CONSIGNE A: Reprenez mot pour mot le passage de l'extrait sur la musique et la mémoire chez Augustin qui va de « C’est là aussi » à « est le sien. », ces deux bornes comprises.

EXTRAIT FOURNI:
# # # # # # #
C’est là aussi que je me rencontre moi-même : je me ressouviens de moi, de tel acte, du moment, du lieu, des impressions alors ressenties . . . Je rattache à la trame du passé, et même, de là, je tisse celle de l’avenir – actes, événements, attentes –, et tout cela, je le compose comme du présent. (Confessions, X.viii, 14)

La définition de la musique, en tant qu’ordonnancement rythmique du mouvement, vise ainsi le cœur même de l’expérience esthétique et lui confère une dimension fondamentalement affective et subjective. Augustin est attentif à l’acte de l’âme – le sujet – qui se met à l’écoute de la musique : par la mémoire, le recueillement intérieur, l’âme se souvient de ce qu’elle a été, et cette redécouverte de soi permet à l’âme d’être en adéquation avec l’ordre qui est le sien.

La rencontre de la raison et de la musique a lieu sous le signe du nombre, c’est-à-dire du rythme, puisque pour l’auteur du De Musica, « nombre » et « rythme » sont deux termes équivalents. Il définit ainsi la quatrième espèce de nombres comme celle des « nombres retenus » ou « nombres de mémoire ». Sans cette mémoire, qui a deux fonctions essentielles – le souvenir, recordatio, et la reconnaissance, recognitio (De Musica, VI.viii.22) – nous ne pourrions jamais entendre une succession de sons comme un tout articulé, puisque la mémoire articule pour la conscience une succession d’instants, qui sans elle, se disperseraient comme poussière de sons : « pour entendre même la plus brève syllabe, nous faut-il l’aide de la mémoire [. . .] lumière des dimensions temporelles » (VI,viii, 21). Sans mémoire du nombre, il n’y a donc pas de temps, cet ordre construit par l’esprit, et sans temps, il n’y a ni poésie ni musique. Ce n’est donc pas le corps qui écoute la musique, mais bien l’âme qui se souvient du « mouvement vital » (VI.v.11) qui est en elle et qui juge de la justesse de l’harmonie et de la mesure des durées :

Mais cette puissance naturelle d’appréciation inhérente aux oreilles ne cesse pas d’exister dans le silence. Le son ne nous l’apporte pas ; il est plutôt reçu par elle, comme digne d’approbation ou de réprobation. (VI.ii.3)
# # # # # # #
ENREGISTREMENTS PRÉSENTÉS:

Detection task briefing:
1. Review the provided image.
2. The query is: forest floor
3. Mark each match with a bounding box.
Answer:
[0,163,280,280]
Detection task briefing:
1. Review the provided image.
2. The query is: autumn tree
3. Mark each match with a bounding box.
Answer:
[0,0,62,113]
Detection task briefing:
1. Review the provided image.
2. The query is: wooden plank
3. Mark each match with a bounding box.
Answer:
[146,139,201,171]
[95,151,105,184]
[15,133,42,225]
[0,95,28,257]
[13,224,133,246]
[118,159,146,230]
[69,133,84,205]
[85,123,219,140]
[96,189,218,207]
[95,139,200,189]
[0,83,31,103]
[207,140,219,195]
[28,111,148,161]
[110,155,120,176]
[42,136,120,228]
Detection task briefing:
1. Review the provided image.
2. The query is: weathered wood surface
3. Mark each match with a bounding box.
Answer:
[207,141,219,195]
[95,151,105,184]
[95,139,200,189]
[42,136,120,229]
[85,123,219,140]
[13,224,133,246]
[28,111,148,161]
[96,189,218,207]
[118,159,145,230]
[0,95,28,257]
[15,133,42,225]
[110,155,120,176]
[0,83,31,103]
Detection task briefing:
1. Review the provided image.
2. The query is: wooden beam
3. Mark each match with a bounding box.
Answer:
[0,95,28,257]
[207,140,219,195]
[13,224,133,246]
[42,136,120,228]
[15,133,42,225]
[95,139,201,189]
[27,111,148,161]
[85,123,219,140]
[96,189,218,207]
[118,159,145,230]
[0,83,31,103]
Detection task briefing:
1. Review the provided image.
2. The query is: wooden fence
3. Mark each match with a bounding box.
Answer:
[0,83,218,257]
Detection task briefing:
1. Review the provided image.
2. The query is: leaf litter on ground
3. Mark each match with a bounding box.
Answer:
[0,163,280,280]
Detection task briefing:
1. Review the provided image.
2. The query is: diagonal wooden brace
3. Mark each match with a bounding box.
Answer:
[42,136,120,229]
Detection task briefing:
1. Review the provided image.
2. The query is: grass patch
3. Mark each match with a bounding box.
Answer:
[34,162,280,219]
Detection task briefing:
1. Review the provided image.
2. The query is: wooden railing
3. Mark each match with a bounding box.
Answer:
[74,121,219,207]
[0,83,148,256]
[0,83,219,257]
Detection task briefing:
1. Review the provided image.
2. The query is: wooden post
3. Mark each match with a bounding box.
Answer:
# # # # # # #
CONSIGNE B: Reproduisez à l'identique les lignes des enregistrements, depuis leur début jusqu'à la ligne contenant « [0,0,62,113] » incluse, et seulement celles-ci.

CORRIGÉ DÉTAILLÉ A:
C’est là aussi que je me rencontre moi-même : je me ressouviens de moi, de tel acte, du moment, du lieu, des impressions alors ressenties . . . Je rattache à la trame du passé, et même, de là, je tisse celle de l’avenir – actes, événements, attentes –, et tout cela, je le compose comme du présent. (Confessions, X.viii, 14)

La définition de la musique, en tant qu’ordonnancement rythmique du mouvement, vise ainsi le cœur même de l’expérience esthétique et lui confère une dimension fondamentalement affective et subjective. Augustin est attentif à l’acte de l’âme – le sujet – qui se met à l’écoute de la musique : par la mémoire, le recueillement intérieur, l’âme se souvient de ce qu’elle a été, et cette redécouverte de soi permet à l’âme d’être en adéquation avec l’ordre qui est le sien.

CORRIGÉ DÉTAILLÉ B:
Detection task briefing:
1. Review the provided image.
2. The query is: forest floor
3. Mark each match with a bounding box.
Answer:
[0,163,280,280]
Detection task briefing:
1. Review the provided image.
2. The query is: autumn tree
3. Mark each match with a bounding box.
Answer:
[0,0,62,113]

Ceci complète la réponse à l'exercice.